WHAT TO DO »
a – List every title passed through the main argument of plot in the kernel smoothing text.
b – Write the next part of the kernel smoothing text, picking up right after its last sentence.

TEXT »
● ● ●
Different types of kernels \(K()\) are defined in the package, see Kernel
function.
Example: three examples of non-parametric smoothing with different values of the bandwidth parameter (\(h = 1\), left; \(h = 10\), center and \(h\) selected by the GCV criteria, right).
S <- S.NW(temp$argvals,h=1)
temp <- aemet$temp
temp.hat <- temp
temp.hat$data <- temp$data%*%S
args(optim.np)
## function (fdataobj, h = NULL, W = NULL, Ker = Ker.norm, type.CV = GCV.S,
## type.S = S.NW, par.CV = list(trim = 0, draw = FALSE), par.S = list(),
## correl = TRUE, verbose = FALSE, ...)
## NULL
# Another way
temp.est <- optim.np(temp,h=1)$fdata.est
par(mfrow=c(1,3))
plot(temp.est,main="Kernel smooth - h=1")
temp.est == temp.hat
## [1] FALSE
plot(temp.hat, main="Kernel smooth - h=10")
plot(optim.np(temp)$fdata.est, main="Kernel smooth- h-GCV")
- Finite representation in a Data-driven basis (Cardot, Ferraty, and Sarda 1999)
- Functional Principal Components (FPC) Functional Principal Components Analysis (FPCA) and the Functional PLS (FPLS) allow display the functional in a few components.
The functional data can be rewritten as a decomposition in an orthonormal PC basis: maximizing the variance of \(X(t)\):
\[ \hat{X}_{i}(t)=\sum_{i=1}^{K}f_{ik}\xi_{k}(t) \]
where \(f_{i,k}\) is the score of the principal component PC, \(\xi_k\).
● ● ●
DATA EXCERPT »
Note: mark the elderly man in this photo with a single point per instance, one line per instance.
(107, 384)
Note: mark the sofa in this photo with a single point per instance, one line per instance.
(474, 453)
● ● ●
THE ANSWERS »
a –
"Kernel smooth - h=1"
"Kernel smooth - h=10"
"Kernel smooth- h-GCV"

b –
Example: Functional principal component analysis (FPCA)
y <- rowSums(aemet$logprec$data)
par(mfrow=c(1,3))
plot(aemet$temp)
plot((pc <- create.pc.basis(aemet$temp,l=1:2))[["fdata.est"]],
main="Temperature, 2 FPC")
pc2 <- fdata2pc(aemet$temp)
plot(pc2$rotation, main="2 FPC basis", xlab="day")
## [1] TRUE
##
## - SUMMARY: fdata2pc object -
##
## -With 2 components are explained 98.78 %
## of the variability of explicative variables.
##
## -Variability for each component (%):
## [1] 85.57 13.21
- Functional Partial Least Squares (FPLS) (Krämer and Sugiyama 2011) The PLS components seek to maximize the covariance of \(X(t)\) and \(y\).
An integrated version of these functions is coming.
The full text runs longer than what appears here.